→ Supplied passage:
%%

The biggest jump I’ve taken into the 21st century recently has been to unlock my smart phone (not jailbreak, but unlock), which allows me to plug in local SIM cards so I can then stay connected on the road and make flight or accommodation bookings on the fly. SIM cards often cost 10 euros and come with 5 or 10 euros credit on them, making them a very affordable way to increase efficiency in your trip.

7) Any thoughts/ideas about multi-generational travel or advice to my readers?

I highly recommend Airbnb for value and experience. I know for many, you may have a mental block against staying in someone else’s home but ever since I got my mom to be comfortable with it, she’s loved staying in local apartment locations. You can find great locations, get connected straight away with a local, and travel affordably with Airbnb.

Be wary of exorbitant fees, however. For example, I’ve seen cleaning fees at $100, when I think a more reasonable price is about $20. (This allows hosts to display a lower nightly rate but still make up the money another way.)

%%

→ Given information:
%%

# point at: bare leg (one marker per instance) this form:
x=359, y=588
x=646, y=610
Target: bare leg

%%

→ Assigned task A: For the travel-tips passage, say whether each statement agrees with it, answering yes or no and quoting the words that decide it: (i) The writer jailbroke the smart phone. (ii) Local SIM cards often cost 10 euros. (iii) The writer considers about $100 a reasonable cleaning fee.
→ Assigned task B: From the travel-tips passage, copy unchanged the words from "The biggest jump" to "to my readers?".

→ Response A:
(i) No: "unlock my smart phone (not jailbreak, but unlock)"
(ii) Yes: "SIM cards often cost 10 euros"
(iii) No: "I’ve seen cleaning fees at $100, when I think a more reasonable price is about $20."

→ Response B:
The biggest jump I’ve taken into the 21st century recently has been to unlock my smart phone (not jailbreak, but unlock), which allows me to plug in local SIM cards so I can then stay connected on the road and make flight or accommodation bookings on the fly. SIM cards often cost 10 euros and come with 5 or 10 euros credit on them, making them a very affordable way to increase efficiency in your trip.

7) Any thoughts/ideas about multi-generational travel or advice to my readers?